Text segment

Generating building envelopes using multi-objective optimization techniques

Abstract

This thesis concerns the application of different multi-objective optimization (MOO) methods and strategies for finding the optimal envelope for a given building plot and lighting performance indicators. More specifically, the PV potential and daylighting potential of the building are maximized using different optimization solvers. Auxilliary objectives are introduced to constrain the model to a certain compactness and size. The method utilises an existing data framework called TopoGenesis and solves the problem using the PyGmo library.

A ray tracing is used to find all possible collisions between the objective test
points and the building mass and environment. The problem is first presented as a standard integer programming problem, but solving this problem is not feasible if complexity needs to be kept at a reasonable level. An alternative method of continuous optimization is therefore proposed that uses (meta)heuristics to find an optimal solution for maximizing the objective functions. The occupation status of the massing is used as inputs for the decision variables.

After the application of this method on small scale toy problems, a few of the
design options are selected and evaluated by their performance indicators, as well as the measure with which the option makes sense from a more traditional design perspective. The comparison of the performance and results of both methods give insight into the recommended workflow, settings, and pitfalls for finding an optimal solution to a multi-criteria design problem with visibility objectives. From the initial results, the Non-Sorted Genetic Algorithm seems to be the best option for solving these types of problems, and the PV potential objective is validated. The daylighting potential objective performs less satisfactory and suggestions are made on alternative approaches for this metric.

Task A
Copy the stretch of the abstract from "Generating building envelopes" through "the PyGmo library.".
Task B
Answer these questions from the abstract:
(i) Which library is used to solve the problem?
(ii) What is used to find all possible collisions between the objective test points and the building mass and environment?
(iii) Which algorithm seems to be the best option for solving these types of problems, according to the initial results?

Data provided
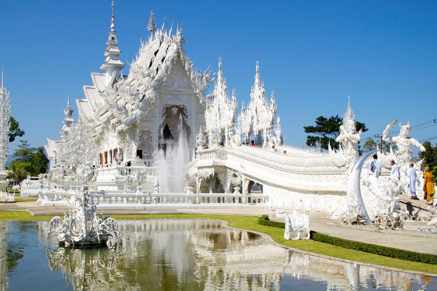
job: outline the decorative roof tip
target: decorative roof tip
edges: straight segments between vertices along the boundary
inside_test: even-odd
[[[114,34],[115,33],[115,26],[114,24],[115,23],[115,20],[114,19],[114,7],[115,7],[115,4],[114,4],[114,0],[112,0],[112,5],[111,5],[112,7],[112,18],[111,18],[111,32],[114,31]],[[110,32],[111,33],[111,32]]]
[[[167,15],[164,16],[164,22],[163,23],[163,26],[161,27],[161,30],[164,30],[164,26],[165,26],[165,19],[167,17]]]
[[[156,31],[156,24],[155,22],[155,18],[153,17],[153,9],[150,10],[150,18],[149,18],[149,23],[147,24],[147,30],[152,33]]]

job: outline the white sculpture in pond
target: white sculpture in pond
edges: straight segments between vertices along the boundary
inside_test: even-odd
[[[396,161],[399,166],[401,176],[405,175],[408,168],[408,164],[409,164],[413,159],[413,151],[411,146],[414,146],[419,148],[420,151],[425,151],[425,147],[413,137],[409,137],[411,126],[409,122],[406,125],[401,125],[399,135],[397,137],[391,137],[388,135],[388,130],[392,129],[395,124],[398,123],[398,120],[395,120],[390,124],[387,126],[385,130],[383,133],[382,140],[390,144],[395,143],[399,148],[395,151],[395,155],[396,157]]]
[[[88,186],[76,187],[76,194],[68,200],[69,214],[62,219],[52,219],[47,239],[56,236],[66,245],[101,245],[111,246],[118,239],[117,221],[111,216],[97,216],[97,206],[91,197]]]
[[[306,213],[298,213],[293,209],[291,214],[284,211],[284,218],[285,219],[284,238],[293,240],[309,239],[309,217]]]
[[[7,154],[9,151],[7,145],[9,142],[10,101],[9,92],[3,85],[2,68],[1,87],[0,87],[0,175],[7,175],[6,166]]]

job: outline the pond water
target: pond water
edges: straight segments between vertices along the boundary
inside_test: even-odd
[[[0,221],[0,290],[437,290],[437,278],[291,251],[216,221],[118,223],[109,249],[47,242],[48,221]]]

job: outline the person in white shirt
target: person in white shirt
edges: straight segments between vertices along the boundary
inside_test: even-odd
[[[370,171],[375,174],[376,178],[378,178],[379,174],[381,173],[381,163],[378,159],[378,156],[376,154],[373,155],[373,161],[370,164]]]
[[[399,167],[398,165],[395,164],[395,161],[392,160],[390,161],[390,164],[392,165],[392,171],[390,172],[390,178],[398,178],[398,180],[401,179],[401,174],[399,172]],[[390,178],[388,179],[390,180]]]
[[[410,167],[407,170],[407,185],[409,199],[414,199],[416,197],[416,180],[417,175],[416,170],[413,167],[414,165],[414,164],[410,163]]]

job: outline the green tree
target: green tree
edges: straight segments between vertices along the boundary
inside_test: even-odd
[[[338,143],[335,141],[340,134],[340,125],[343,122],[343,119],[338,115],[331,116],[329,119],[323,116],[319,116],[316,119],[316,126],[310,126],[304,127],[305,132],[307,134],[315,134],[319,136],[309,135],[306,137],[306,145],[309,147],[316,147],[318,143],[322,148],[328,150],[329,144],[333,149],[339,149]],[[364,123],[357,121],[355,129],[357,131],[360,130],[363,132],[368,130]]]
[[[9,117],[9,142],[15,140],[17,137],[22,137],[24,132],[20,129],[20,123],[12,116]]]
[[[435,147],[433,147],[429,141],[423,143],[423,146],[426,150],[425,151],[419,153],[419,157],[420,159],[423,159],[422,163],[422,169],[423,170],[427,166],[429,166],[431,169],[437,167],[437,144]]]
[[[49,160],[44,154],[44,147],[31,147],[27,140],[20,141],[21,144],[18,145],[18,148],[12,154],[13,157],[17,158],[12,161],[8,169],[14,171],[17,169],[19,171],[22,168],[28,172],[28,175],[34,177],[46,172]]]
[[[28,176],[31,175],[26,168],[30,165],[31,165],[31,164],[28,163],[13,164],[8,168],[9,172],[7,174],[7,178],[14,184],[18,185],[19,188],[21,188],[21,182],[24,181]]]
[[[382,141],[382,149],[385,151],[390,151],[391,144],[386,141]],[[364,151],[368,152],[371,151],[375,151],[378,148],[381,147],[380,143],[375,141],[371,137],[368,137],[366,139],[366,141],[363,146],[363,149]],[[393,150],[397,150],[398,146],[395,144],[391,144],[391,147]]]
[[[15,159],[12,163],[21,162],[26,163],[30,157],[30,154],[32,152],[32,150],[30,147],[30,144],[28,143],[27,140],[20,140],[21,144],[18,145],[18,149],[15,150],[12,154],[14,157],[18,157]]]

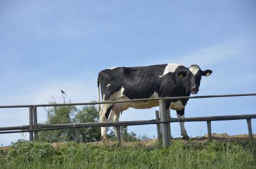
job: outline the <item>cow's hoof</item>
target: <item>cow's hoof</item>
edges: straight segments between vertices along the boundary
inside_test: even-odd
[[[189,140],[189,139],[190,139],[190,138],[189,138],[189,137],[187,135],[183,135],[182,137],[182,139],[187,141],[187,140]]]

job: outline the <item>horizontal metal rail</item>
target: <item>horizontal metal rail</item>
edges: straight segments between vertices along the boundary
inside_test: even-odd
[[[95,105],[95,104],[113,104],[113,103],[130,102],[136,102],[136,101],[155,101],[155,100],[160,100],[160,99],[176,100],[176,99],[193,99],[193,98],[222,98],[222,97],[234,97],[234,96],[256,96],[256,93],[204,95],[204,96],[195,96],[165,97],[165,98],[158,98],[136,99],[131,99],[131,100],[126,100],[126,101],[77,102],[77,103],[67,103],[67,104],[27,104],[27,105],[1,105],[0,108],[22,108],[22,107],[50,107],[50,106],[63,106],[63,105]]]
[[[81,123],[62,123],[52,125],[38,125],[38,129],[29,129],[29,126],[4,127],[0,128],[0,131],[6,131],[0,132],[0,134],[26,132],[31,131],[48,131],[61,129],[68,129],[73,128],[83,127],[106,127],[106,126],[134,126],[157,124],[162,123],[173,123],[178,122],[202,122],[202,121],[220,121],[220,120],[233,120],[242,119],[256,119],[256,114],[243,114],[243,115],[232,115],[232,116],[206,116],[206,117],[186,117],[183,119],[178,119],[177,118],[171,118],[170,120],[164,122],[157,122],[156,120],[138,120],[138,121],[123,121],[118,122],[91,122]],[[19,131],[10,131],[15,129],[22,129]],[[25,130],[23,130],[25,129]]]

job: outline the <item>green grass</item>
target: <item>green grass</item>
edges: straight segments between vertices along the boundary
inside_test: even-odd
[[[75,143],[53,148],[46,143],[19,141],[8,152],[0,150],[0,168],[256,168],[256,144],[178,140],[166,149]]]

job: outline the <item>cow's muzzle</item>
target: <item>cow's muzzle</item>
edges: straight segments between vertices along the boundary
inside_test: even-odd
[[[198,87],[197,85],[193,85],[190,88],[191,93],[192,94],[197,94],[198,92]]]

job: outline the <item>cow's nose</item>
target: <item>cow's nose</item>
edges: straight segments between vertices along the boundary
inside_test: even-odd
[[[193,85],[193,86],[192,86],[192,89],[197,89],[197,84],[194,84],[194,85]]]

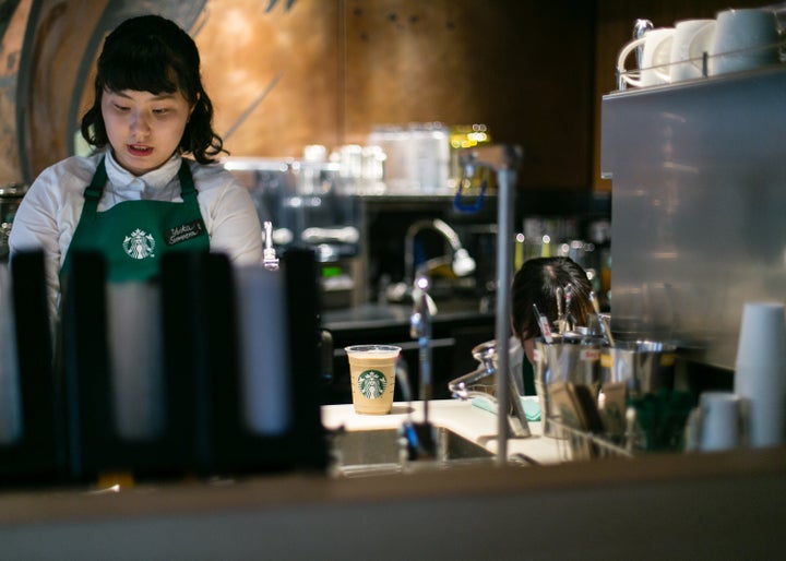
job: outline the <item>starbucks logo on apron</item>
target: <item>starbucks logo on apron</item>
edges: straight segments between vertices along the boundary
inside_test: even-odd
[[[123,239],[123,250],[131,259],[145,259],[153,256],[155,240],[153,236],[136,228]]]
[[[379,399],[388,387],[388,379],[379,370],[366,370],[358,377],[358,387],[367,399]]]

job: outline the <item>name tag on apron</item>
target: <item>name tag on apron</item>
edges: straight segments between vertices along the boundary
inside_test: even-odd
[[[181,226],[168,229],[164,232],[164,241],[167,246],[175,246],[182,241],[188,241],[191,238],[195,238],[202,234],[203,225],[202,220],[192,220]]]

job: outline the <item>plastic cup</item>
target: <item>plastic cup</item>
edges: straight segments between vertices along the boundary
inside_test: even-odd
[[[393,407],[395,365],[401,347],[353,345],[345,347],[349,359],[353,405],[361,415],[386,415]]]

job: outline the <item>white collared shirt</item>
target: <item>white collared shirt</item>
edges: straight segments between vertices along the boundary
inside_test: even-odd
[[[45,169],[33,182],[14,217],[9,247],[11,255],[43,249],[47,287],[56,309],[60,291],[58,275],[84,205],[84,190],[104,153],[72,156]],[[98,212],[122,201],[181,202],[177,172],[181,156],[172,156],[158,169],[136,177],[106,152],[107,183]],[[251,195],[219,165],[188,160],[196,187],[202,219],[212,252],[224,252],[235,264],[262,261],[262,229]]]

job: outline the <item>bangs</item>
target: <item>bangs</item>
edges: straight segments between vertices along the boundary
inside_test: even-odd
[[[118,49],[99,62],[99,75],[104,82],[100,85],[107,89],[133,89],[156,95],[181,89],[172,52],[155,39],[142,41],[133,48]]]

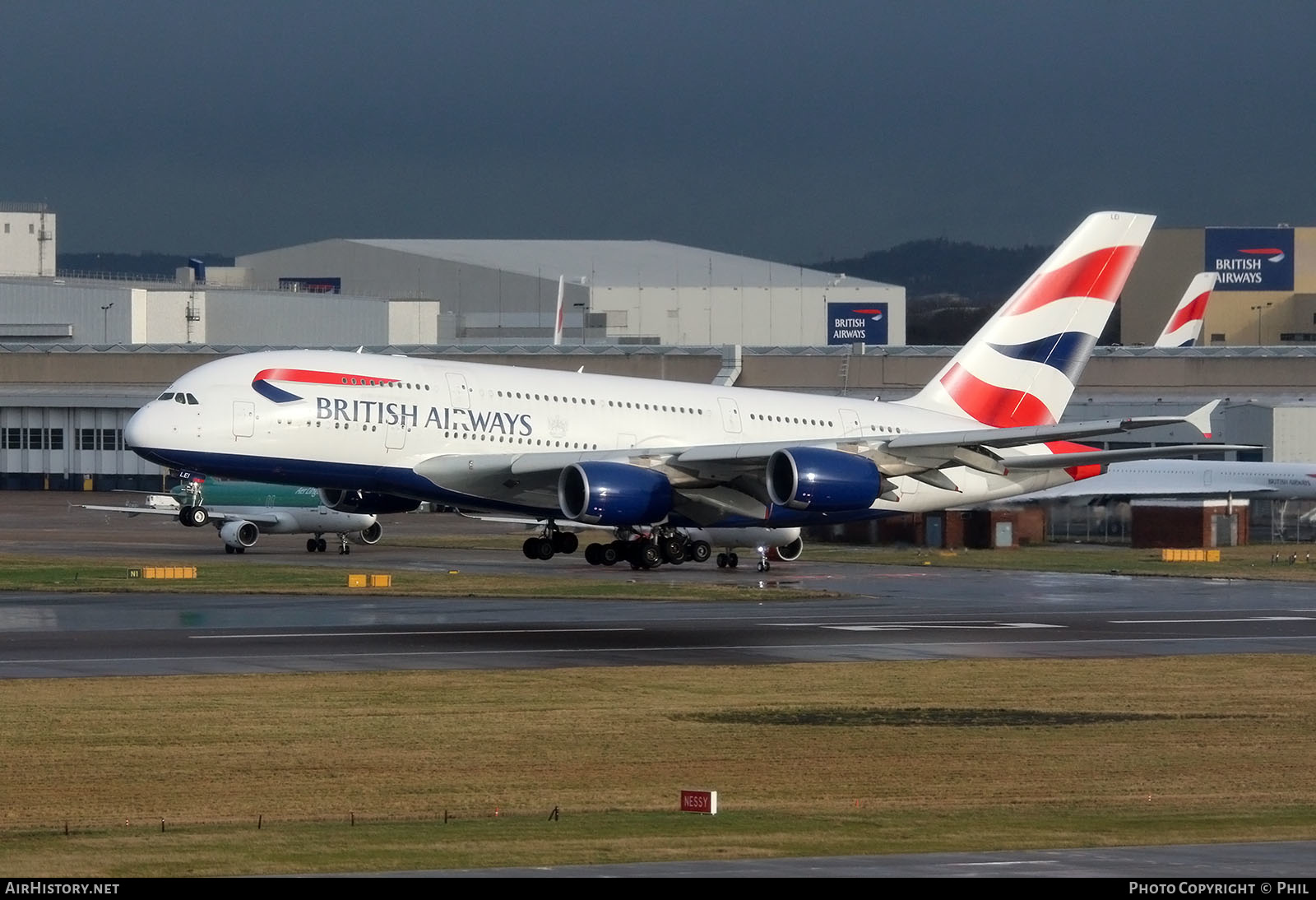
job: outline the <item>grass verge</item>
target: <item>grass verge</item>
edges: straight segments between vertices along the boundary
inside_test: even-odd
[[[1316,837],[1312,657],[0,689],[0,854],[22,876]],[[719,814],[678,813],[682,788]]]

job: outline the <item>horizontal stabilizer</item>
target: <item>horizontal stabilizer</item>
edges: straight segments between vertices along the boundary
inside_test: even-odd
[[[1132,416],[1088,422],[1057,422],[1055,425],[1025,425],[1021,428],[979,428],[965,432],[929,432],[900,434],[886,442],[886,451],[904,455],[909,450],[929,447],[979,446],[1017,447],[1046,441],[1083,441],[1101,434],[1119,434],[1142,428],[1165,425],[1192,425],[1203,437],[1211,437],[1211,412],[1220,404],[1212,400],[1187,416]]]
[[[1199,453],[1236,453],[1259,450],[1249,443],[1167,443],[1162,447],[1125,447],[1121,450],[1092,450],[1088,453],[1057,453],[1038,457],[1011,457],[1005,461],[1012,470],[1059,468],[1070,466],[1096,466],[1126,459],[1177,459]]]

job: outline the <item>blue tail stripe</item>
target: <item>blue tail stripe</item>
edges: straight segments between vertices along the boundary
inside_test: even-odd
[[[1063,372],[1071,382],[1078,380],[1094,346],[1096,346],[1096,338],[1087,332],[1065,332],[1028,343],[991,345],[992,350],[1003,357],[1050,366]]]
[[[283,388],[276,388],[268,382],[251,382],[251,389],[262,397],[274,400],[275,403],[292,403],[293,400],[301,399],[296,393],[288,393]]]

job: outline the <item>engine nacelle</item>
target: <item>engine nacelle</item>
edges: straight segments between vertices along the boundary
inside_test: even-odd
[[[782,562],[795,562],[804,553],[804,538],[795,538],[790,543],[783,543],[779,547],[769,547],[769,559],[780,559]]]
[[[811,512],[867,509],[882,493],[876,463],[841,450],[790,447],[767,459],[767,496]]]
[[[375,543],[379,543],[379,538],[383,537],[383,534],[384,534],[384,526],[376,521],[370,528],[363,528],[359,532],[353,532],[351,534],[347,536],[347,539],[351,541],[353,543],[365,543],[366,546],[372,546]]]
[[[562,514],[590,525],[651,525],[671,512],[671,482],[626,463],[571,463],[558,476]]]
[[[261,529],[257,528],[255,522],[224,522],[220,526],[220,538],[234,549],[246,550],[255,546],[259,537]]]
[[[320,503],[337,512],[359,512],[379,514],[391,512],[412,512],[420,507],[420,500],[399,497],[393,493],[376,491],[345,491],[342,488],[320,488]]]

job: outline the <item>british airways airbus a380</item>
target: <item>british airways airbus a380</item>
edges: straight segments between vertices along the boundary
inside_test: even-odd
[[[525,549],[544,559],[576,549],[571,525],[611,528],[615,539],[586,558],[645,568],[691,558],[691,529],[999,500],[1115,459],[1205,449],[1070,441],[1180,422],[1209,434],[1213,403],[1187,417],[1059,422],[1152,222],[1087,217],[908,400],[272,350],[183,375],[125,439],[161,466],[317,487],[336,509],[426,500],[532,517],[544,532]]]

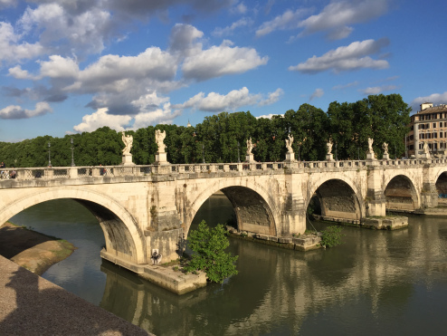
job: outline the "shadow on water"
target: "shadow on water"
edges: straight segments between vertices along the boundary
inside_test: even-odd
[[[2,335],[147,334],[62,289],[43,284],[37,275],[24,268],[7,267],[7,271],[3,270],[3,285],[6,288],[3,298],[15,297],[15,305],[11,302],[8,308],[16,308],[2,318]]]

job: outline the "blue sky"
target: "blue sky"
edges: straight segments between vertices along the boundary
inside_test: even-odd
[[[445,0],[0,0],[0,141],[400,93],[447,103]]]

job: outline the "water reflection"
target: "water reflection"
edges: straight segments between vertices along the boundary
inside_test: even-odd
[[[224,223],[232,214],[231,208],[222,210],[225,202],[214,197],[200,210],[206,214],[197,216]],[[50,234],[72,241],[87,232],[88,237],[73,242],[78,245],[90,242],[90,235],[101,236],[96,226],[96,234],[90,224],[71,226],[78,227],[70,233],[73,238]],[[400,231],[347,227],[344,233],[341,246],[307,253],[232,239],[230,250],[240,255],[239,274],[181,296],[101,264],[99,242],[91,243],[97,251],[81,262],[71,264],[70,257],[50,271],[55,274],[52,281],[71,291],[67,278],[96,279],[73,293],[157,335],[443,333],[447,220],[412,216],[409,227]],[[80,268],[81,263],[90,264]]]

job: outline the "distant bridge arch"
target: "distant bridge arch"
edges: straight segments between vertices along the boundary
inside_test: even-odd
[[[0,223],[5,223],[30,206],[61,198],[78,201],[96,216],[104,233],[109,254],[137,264],[144,262],[144,235],[137,226],[135,219],[119,202],[94,190],[65,187],[26,194],[6,205],[4,210],[0,209]]]

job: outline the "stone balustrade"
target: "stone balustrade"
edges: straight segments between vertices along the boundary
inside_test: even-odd
[[[2,168],[2,181],[60,179],[85,178],[114,178],[120,176],[153,176],[191,173],[239,173],[242,171],[278,171],[298,169],[312,171],[315,169],[351,170],[370,166],[414,167],[421,165],[445,165],[447,158],[407,158],[378,160],[339,160],[339,161],[292,161],[292,162],[238,162],[238,163],[204,163],[204,164],[168,164],[141,166],[86,166],[86,167],[49,167],[49,168]]]

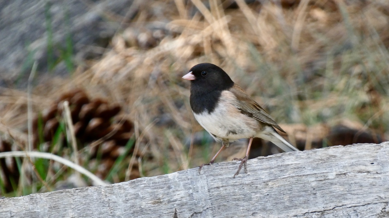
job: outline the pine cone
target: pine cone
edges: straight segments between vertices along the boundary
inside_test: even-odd
[[[125,146],[131,138],[134,138],[133,143],[135,145],[133,124],[118,116],[122,109],[119,105],[109,104],[100,98],[91,99],[84,90],[75,89],[62,94],[54,104],[42,111],[40,118],[35,118],[33,122],[35,147],[40,140],[40,134],[42,135],[40,140],[43,140],[44,142],[51,142],[53,140],[60,123],[63,122],[63,104],[65,101],[69,102],[75,135],[79,147],[93,144],[93,142],[103,139],[98,146],[89,150],[91,159],[98,157],[101,158],[98,161],[101,166],[99,166],[96,174],[104,178],[116,159],[126,152]],[[42,123],[40,130],[38,129],[39,122]],[[42,133],[40,133],[40,131]],[[64,142],[63,144],[67,144]],[[131,157],[134,147],[126,151],[126,155]],[[140,154],[136,155],[138,157]],[[140,176],[137,163],[135,164],[132,170],[131,175]],[[138,177],[131,176],[131,178]]]

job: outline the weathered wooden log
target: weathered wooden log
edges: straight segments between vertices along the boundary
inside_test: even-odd
[[[0,217],[389,217],[389,142],[0,199]]]

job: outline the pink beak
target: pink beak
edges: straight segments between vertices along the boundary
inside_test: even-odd
[[[189,72],[186,75],[182,76],[182,79],[187,80],[194,80],[196,79],[194,75],[192,73],[192,71]]]

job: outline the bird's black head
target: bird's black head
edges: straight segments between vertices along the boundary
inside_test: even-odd
[[[224,71],[208,63],[194,66],[182,78],[191,81],[191,107],[196,114],[206,110],[212,112],[221,92],[234,85],[234,82]]]
[[[234,82],[224,71],[208,63],[195,65],[182,78],[191,81],[191,92],[206,93],[215,90],[223,91],[234,85]]]

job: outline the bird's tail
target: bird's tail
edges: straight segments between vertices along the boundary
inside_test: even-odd
[[[274,143],[275,145],[278,146],[279,148],[285,151],[286,152],[300,151],[294,146],[292,145],[289,142],[287,141],[282,136],[280,135],[279,134],[275,131],[272,132],[271,133],[278,140],[270,140],[270,142]]]
[[[275,131],[274,128],[272,126],[266,126],[263,131],[256,136],[265,140],[270,141],[286,152],[300,151],[282,138]]]

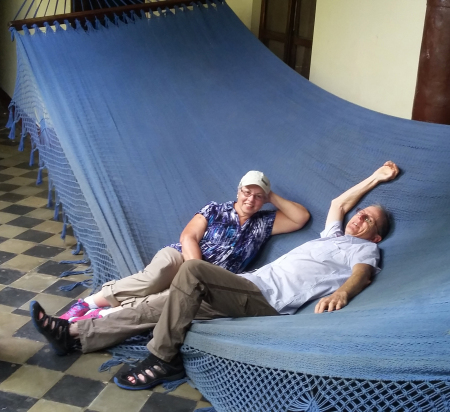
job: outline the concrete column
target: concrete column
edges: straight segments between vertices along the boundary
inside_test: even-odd
[[[450,124],[450,0],[428,0],[412,119]]]

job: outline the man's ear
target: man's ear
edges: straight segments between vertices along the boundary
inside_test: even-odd
[[[383,240],[383,238],[377,233],[377,234],[373,237],[372,242],[373,242],[373,243],[379,243],[379,242],[381,242],[382,240]]]

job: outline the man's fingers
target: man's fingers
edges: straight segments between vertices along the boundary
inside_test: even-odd
[[[320,299],[317,303],[316,307],[314,308],[315,313],[323,313],[323,311],[326,308],[326,302],[325,299]]]

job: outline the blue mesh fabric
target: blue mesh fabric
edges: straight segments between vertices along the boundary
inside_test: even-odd
[[[182,350],[217,411],[449,410],[449,127],[324,92],[222,3],[95,26],[15,33],[13,97],[95,285],[141,269],[251,169],[312,214],[255,265],[271,261],[391,159],[402,175],[361,202],[395,218],[367,290],[335,313],[198,322]]]

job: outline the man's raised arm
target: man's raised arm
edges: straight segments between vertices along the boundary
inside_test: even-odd
[[[331,222],[342,221],[344,216],[358,203],[359,199],[363,197],[367,192],[372,190],[375,186],[382,182],[388,182],[395,179],[398,175],[399,169],[394,162],[387,161],[379,169],[358,183],[356,186],[348,189],[342,193],[336,199],[331,202],[330,210],[328,211],[327,221],[325,226],[328,226]]]

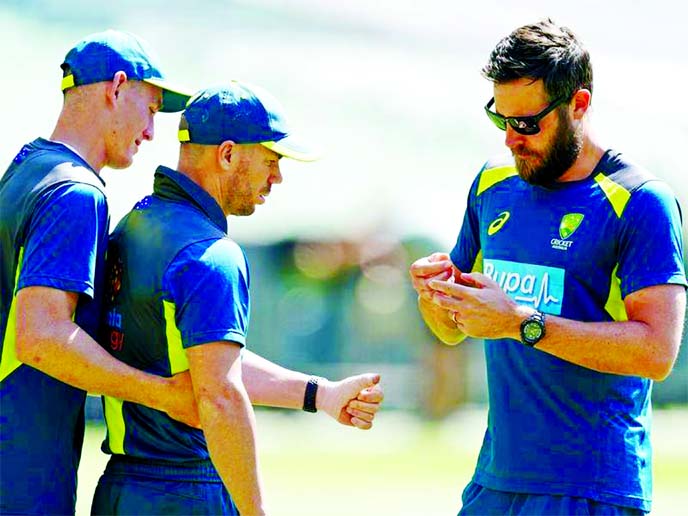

Task solution A
Generating building envelopes using multi-objective optimization techniques

Abstract

This thesis concerns the application of different multi-objective optimization (MOO) methods and strategies for finding the optimal envelope for a given building plot and lighting performance indicators. More specifically, the PV potential and daylighting potential of the building are maximized using different optimization solvers. Auxilliary objectives are introduced to constrain the model to a certain compactness and size. The method utilises an existing data framework called TopoGenesis and solves the problem using the PyGmo library.

Task solution B
(i) The PyGmo library.
(ii) A ray tracing.
(iii) The Non-Sorted Genetic Algorithm.